*Exercise details:* Your response must be the entire set of entries, reproduced word for word.

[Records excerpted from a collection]
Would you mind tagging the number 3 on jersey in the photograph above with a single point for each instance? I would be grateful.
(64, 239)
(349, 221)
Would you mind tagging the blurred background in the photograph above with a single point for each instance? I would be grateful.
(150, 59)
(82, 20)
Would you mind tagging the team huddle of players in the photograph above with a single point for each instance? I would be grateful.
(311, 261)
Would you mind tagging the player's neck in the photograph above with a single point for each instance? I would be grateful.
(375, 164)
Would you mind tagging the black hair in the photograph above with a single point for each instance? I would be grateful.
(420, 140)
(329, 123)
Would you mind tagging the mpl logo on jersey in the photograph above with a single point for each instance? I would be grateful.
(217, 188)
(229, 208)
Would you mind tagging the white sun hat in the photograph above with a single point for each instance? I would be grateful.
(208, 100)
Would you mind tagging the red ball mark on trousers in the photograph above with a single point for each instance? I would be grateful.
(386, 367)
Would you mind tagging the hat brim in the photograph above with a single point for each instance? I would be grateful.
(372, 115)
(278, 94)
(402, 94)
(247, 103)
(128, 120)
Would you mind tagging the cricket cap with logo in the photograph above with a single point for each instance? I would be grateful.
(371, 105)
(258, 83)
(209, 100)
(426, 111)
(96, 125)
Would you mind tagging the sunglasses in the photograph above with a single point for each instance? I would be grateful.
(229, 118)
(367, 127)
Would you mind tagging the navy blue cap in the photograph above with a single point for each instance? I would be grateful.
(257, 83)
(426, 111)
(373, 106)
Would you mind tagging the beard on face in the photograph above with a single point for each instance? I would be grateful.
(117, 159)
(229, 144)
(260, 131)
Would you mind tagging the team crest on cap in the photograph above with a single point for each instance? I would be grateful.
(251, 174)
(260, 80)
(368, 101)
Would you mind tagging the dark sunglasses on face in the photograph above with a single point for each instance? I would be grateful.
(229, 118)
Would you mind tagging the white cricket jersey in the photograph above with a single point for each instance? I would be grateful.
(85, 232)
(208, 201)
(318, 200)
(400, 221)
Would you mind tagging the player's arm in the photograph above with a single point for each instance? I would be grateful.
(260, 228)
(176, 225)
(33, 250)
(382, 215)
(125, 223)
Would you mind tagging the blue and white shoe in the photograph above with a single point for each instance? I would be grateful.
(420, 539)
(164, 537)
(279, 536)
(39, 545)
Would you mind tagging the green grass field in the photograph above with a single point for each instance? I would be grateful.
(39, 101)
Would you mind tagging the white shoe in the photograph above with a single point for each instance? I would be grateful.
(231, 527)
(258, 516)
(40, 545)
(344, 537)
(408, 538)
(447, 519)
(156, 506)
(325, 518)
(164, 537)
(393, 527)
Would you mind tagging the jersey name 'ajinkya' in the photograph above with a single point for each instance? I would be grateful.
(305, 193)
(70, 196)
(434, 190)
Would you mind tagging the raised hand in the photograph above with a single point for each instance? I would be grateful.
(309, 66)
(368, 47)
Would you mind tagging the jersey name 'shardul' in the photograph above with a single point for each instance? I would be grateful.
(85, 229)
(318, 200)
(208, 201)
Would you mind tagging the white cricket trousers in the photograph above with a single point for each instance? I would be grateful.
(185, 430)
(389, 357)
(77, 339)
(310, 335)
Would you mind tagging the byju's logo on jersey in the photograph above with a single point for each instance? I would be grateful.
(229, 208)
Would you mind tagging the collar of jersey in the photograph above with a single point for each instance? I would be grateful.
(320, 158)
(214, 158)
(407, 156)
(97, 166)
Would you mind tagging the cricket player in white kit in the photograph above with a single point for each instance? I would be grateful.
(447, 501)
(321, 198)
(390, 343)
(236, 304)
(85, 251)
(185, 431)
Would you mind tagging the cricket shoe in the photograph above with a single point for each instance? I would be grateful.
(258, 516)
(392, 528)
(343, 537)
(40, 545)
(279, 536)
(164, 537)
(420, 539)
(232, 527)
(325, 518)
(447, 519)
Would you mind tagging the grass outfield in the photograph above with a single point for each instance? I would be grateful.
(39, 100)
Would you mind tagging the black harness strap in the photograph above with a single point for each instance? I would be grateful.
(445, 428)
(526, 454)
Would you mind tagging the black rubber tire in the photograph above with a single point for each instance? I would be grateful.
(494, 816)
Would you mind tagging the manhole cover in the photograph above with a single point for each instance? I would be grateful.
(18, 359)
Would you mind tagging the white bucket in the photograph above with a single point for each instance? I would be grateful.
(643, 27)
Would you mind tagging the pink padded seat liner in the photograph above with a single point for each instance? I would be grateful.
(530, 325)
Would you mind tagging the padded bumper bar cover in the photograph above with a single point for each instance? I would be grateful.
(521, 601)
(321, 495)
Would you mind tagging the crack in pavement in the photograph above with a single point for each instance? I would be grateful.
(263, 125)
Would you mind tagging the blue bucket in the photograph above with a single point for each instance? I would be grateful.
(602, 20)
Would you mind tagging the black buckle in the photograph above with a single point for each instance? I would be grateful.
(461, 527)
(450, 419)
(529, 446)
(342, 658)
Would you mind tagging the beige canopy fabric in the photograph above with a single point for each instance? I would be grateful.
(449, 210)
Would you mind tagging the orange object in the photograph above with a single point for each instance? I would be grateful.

*Written answer:*
Would you mind tagging the number 3 on jersey in the photograph above with a single point for each instance? I would be grateful.
(64, 239)
(349, 221)
Would you mind tagging the blurred background in the photograph above with a single point for each instance? I would be grateful.
(150, 59)
(82, 20)
Would you mind tagging the team huddle of players in the photograph above with a single point for each instance? I would be grateful.
(311, 261)
Would you mind tagging the player's neck in the photograph above with a single point for each instance? I would be grateful.
(375, 164)
Would you mind tagging the black hair in the photograph above with a single point for each instance? I would be grateful.
(420, 140)
(329, 123)
Would you mind tagging the mpl logo on jersey in the photograph above with a single point for each instance? I would be grateful.
(217, 188)
(229, 208)
Would you mind tagging the white sun hat in the photograph above with a single point for each instance? I would be grateful.
(208, 100)
Would you mind tagging the red ball mark on trousers in the photograph above with a single point for each instance? I would be grateful.
(386, 367)
Would you mind tagging the hat brim in the photograph above with a single point for each instance? I would be grateful.
(372, 115)
(278, 94)
(402, 94)
(247, 103)
(128, 120)
Would you mind tagging the cricket cap with logo in the photograph above with a single point for each instance? I would be grateful.
(371, 105)
(258, 83)
(209, 100)
(426, 111)
(96, 125)
Would you mind tagging the sunglasses in the photograph above with a single point for each instance? I would be grateful.
(229, 118)
(367, 127)
Would you mind tagging the navy blue cap in the photograph above with a single point for each instance? I would be grateful.
(257, 83)
(426, 111)
(373, 106)
Would you mind tagging the beard on face in the photograph above with a single point for each instance? I would be grateful.
(117, 159)
(229, 144)
(260, 131)
Would you mind tagging the team crest on cap in the photograph above with a single point for each instance? I would be grateful.
(251, 174)
(260, 80)
(368, 101)
Would you mind tagging the dark sunglasses on face in the photograph above with a single point for each instance? I would be grateful.
(229, 118)
Would you mind tagging the white cricket jersey in the photograph above with a single point for each instance? I would be grateful.
(85, 232)
(208, 201)
(318, 200)
(400, 221)
Would you mind tagging the player's arm in the photograph above with a single point for each instance? I would be grateful.
(260, 228)
(176, 225)
(33, 250)
(382, 215)
(125, 223)
Would you mind tagging the blue and white shoe in the photograph above with a single point for each instance? I would be grateful.
(420, 539)
(164, 537)
(279, 536)
(39, 545)
Would you mind tagging the green grass field in the photograph above with a single point for each instance? I would be grateful.
(39, 101)
Would you mind tagging the white shoe in the photograph above with a single point for each instance? I would be grateful.
(231, 527)
(258, 516)
(40, 545)
(344, 537)
(408, 538)
(447, 519)
(156, 506)
(325, 518)
(164, 537)
(393, 527)
Would you mind tagging the jersey name 'ajinkya' in the photograph above with a single point for each instance? I would be grateful.
(305, 193)
(70, 196)
(434, 190)
Would you mind tagging the raised hand in the photograph above with a single point for each instance? I would be grateful.
(309, 66)
(368, 47)
Would you mind tagging the jersey name 'shardul' in the photograph above with a single point for each instance? I would be grateful.
(85, 229)
(318, 200)
(208, 201)
Would you mind tagging the white cricket trousers in the photograph above with a single point for each instance? I would be grateful.
(185, 430)
(389, 357)
(77, 339)
(310, 335)
Would you mind tagging the byju's logo on jersey in the photograph above with a single point for each instance? I would be grateful.
(229, 208)
Would you mind tagging the collar of jersey in the photograph above with a single point for each instance? I would be grateful.
(320, 158)
(214, 158)
(407, 156)
(97, 166)
Would you mind tagging the cricket player in white kit in the photograph above with a single point for each instance? I would be grateful.
(447, 501)
(321, 198)
(390, 343)
(236, 304)
(85, 251)
(185, 431)
Would you mind tagging the cricket shoe in the photograph above with a single point for each instance? I would be grateful.
(258, 516)
(392, 528)
(343, 537)
(40, 545)
(279, 536)
(164, 537)
(420, 539)
(232, 527)
(325, 518)
(447, 519)
Would you mind tagging the grass outfield in the photograph above with a single point for each instance? I would be grateful.
(39, 100)
Would you mind tagging the black harness strap in the photograph above with a single point for each instance? I would be grateful.
(445, 428)
(526, 454)
Would you mind tagging the black rubber tire in the photograph above with a single point for each instance? I would be grateful.
(494, 816)
Would you mind tagging the manhole cover in the photograph above with a single point for each instance? I would be grateful.
(18, 359)
Would you mind tagging the white bucket in the photograph above with a single point for each instance? I would be grateful.
(643, 27)
Would you mind tagging the pink padded seat liner in the photograph above with a single point for each instance? I would be grateful.
(530, 325)
Would you mind tagging the padded bumper bar cover in the photograph above with a single point for each instance? I would be grateful.
(521, 601)
(321, 495)
Would you mind tagging the crack in pavement in the photograph above with a single point for each instance? I would be grateful.
(263, 125)
Would you mind tagging the blue bucket in the photograph above with a single point for each instance? I would be grateful.
(602, 20)
Would you mind tagging the black buckle in the photograph above with a single point for each instance? I would be grateful.
(461, 527)
(450, 419)
(529, 446)
(342, 658)
Would you mind tagging the beige canopy fabric in the photograph above with a single point for each instance? I would be grateful.
(449, 210)
Would you mind tagging the orange object in the photograph above with a single point for each instance? I would be grateful.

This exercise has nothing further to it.